== Istruzione scritta ==
Riscrivi per favore l'elenco sottostante come lista numerata, una voce per riga, saltando le righe vuote. Lascia fuori le immagini.

== Dati grezzi ==
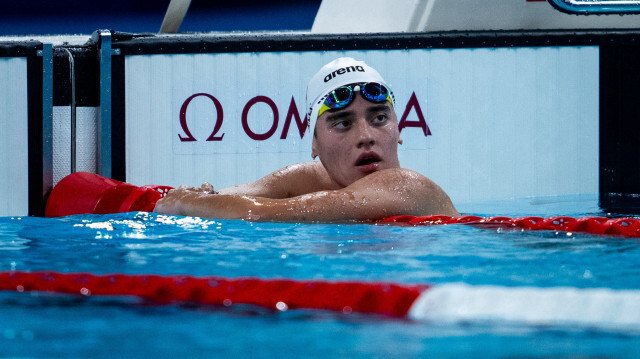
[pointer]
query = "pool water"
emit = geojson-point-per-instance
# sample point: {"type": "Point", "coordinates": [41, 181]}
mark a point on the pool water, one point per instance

== Risposta ==
1. [pointer]
2. query = "pool water"
3. emit = geojson-point-per-instance
4. # sample point: {"type": "Point", "coordinates": [41, 181]}
5. mark a point on the pool water, one point per instance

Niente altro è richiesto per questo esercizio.